Referring expression pointing data
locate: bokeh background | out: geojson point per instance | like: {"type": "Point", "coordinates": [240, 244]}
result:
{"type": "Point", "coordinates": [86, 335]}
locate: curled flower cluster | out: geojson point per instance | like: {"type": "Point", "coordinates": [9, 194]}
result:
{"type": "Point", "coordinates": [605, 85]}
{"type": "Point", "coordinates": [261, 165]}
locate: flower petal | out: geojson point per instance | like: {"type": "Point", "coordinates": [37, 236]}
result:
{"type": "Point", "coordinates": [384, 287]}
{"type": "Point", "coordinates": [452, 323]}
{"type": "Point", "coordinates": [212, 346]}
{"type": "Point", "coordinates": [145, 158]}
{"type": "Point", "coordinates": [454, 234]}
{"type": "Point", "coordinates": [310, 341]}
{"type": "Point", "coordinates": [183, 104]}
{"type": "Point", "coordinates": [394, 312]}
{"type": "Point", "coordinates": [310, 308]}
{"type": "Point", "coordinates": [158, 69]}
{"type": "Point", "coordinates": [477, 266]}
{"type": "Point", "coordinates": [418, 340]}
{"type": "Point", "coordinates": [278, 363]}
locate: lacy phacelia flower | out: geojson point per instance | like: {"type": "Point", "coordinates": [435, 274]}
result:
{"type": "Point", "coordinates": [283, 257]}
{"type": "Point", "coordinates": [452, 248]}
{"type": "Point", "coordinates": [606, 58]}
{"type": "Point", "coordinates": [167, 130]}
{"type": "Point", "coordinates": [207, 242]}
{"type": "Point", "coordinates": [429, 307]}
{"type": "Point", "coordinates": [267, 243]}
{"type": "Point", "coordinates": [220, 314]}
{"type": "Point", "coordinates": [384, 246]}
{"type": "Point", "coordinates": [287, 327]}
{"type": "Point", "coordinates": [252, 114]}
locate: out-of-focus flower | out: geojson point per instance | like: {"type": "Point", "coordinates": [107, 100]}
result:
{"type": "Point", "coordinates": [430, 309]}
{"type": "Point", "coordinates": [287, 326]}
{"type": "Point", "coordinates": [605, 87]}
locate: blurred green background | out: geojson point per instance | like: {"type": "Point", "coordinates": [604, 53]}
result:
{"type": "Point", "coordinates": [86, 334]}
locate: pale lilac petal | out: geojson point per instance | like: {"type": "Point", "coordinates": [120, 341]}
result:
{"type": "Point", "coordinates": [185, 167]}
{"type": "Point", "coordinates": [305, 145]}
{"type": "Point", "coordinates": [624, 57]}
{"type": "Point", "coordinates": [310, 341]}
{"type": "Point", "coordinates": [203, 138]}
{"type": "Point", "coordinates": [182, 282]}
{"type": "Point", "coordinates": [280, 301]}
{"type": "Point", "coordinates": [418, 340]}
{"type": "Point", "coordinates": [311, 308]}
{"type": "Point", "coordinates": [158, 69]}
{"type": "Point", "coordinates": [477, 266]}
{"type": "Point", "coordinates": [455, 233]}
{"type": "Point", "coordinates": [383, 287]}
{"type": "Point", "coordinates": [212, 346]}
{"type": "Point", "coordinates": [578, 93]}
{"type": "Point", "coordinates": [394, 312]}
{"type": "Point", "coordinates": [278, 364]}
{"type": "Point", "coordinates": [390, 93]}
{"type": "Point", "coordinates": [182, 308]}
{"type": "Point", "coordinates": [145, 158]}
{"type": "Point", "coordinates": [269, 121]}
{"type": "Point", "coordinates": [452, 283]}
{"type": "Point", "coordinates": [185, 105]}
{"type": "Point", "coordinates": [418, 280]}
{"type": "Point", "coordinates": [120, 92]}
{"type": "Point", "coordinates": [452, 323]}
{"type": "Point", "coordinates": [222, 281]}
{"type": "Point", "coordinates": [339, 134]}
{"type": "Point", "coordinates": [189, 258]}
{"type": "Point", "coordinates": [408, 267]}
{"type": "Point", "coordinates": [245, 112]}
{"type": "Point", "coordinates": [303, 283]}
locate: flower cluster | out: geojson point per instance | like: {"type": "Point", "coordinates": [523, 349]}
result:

### [TASK BRIEF]
Scan the entries above, and wherever a line holds the string "flower", copy it.

### [SOLUTION FOR THIS PROBLEM]
locate: curled flower cluster | out: geojson point per instance | like: {"type": "Point", "coordinates": [9, 194]}
locate: flower petal | out: geojson point per instance | like: {"type": "Point", "coordinates": [37, 236]}
locate: lacy phacelia flower | out: geojson point per instance | like: {"type": "Point", "coordinates": [435, 274]}
locate: out-of-focus flower | out: geojson point per instance | like: {"type": "Point", "coordinates": [107, 100]}
locate: flower cluster | out: geojson point per instance | like: {"type": "Point", "coordinates": [523, 349]}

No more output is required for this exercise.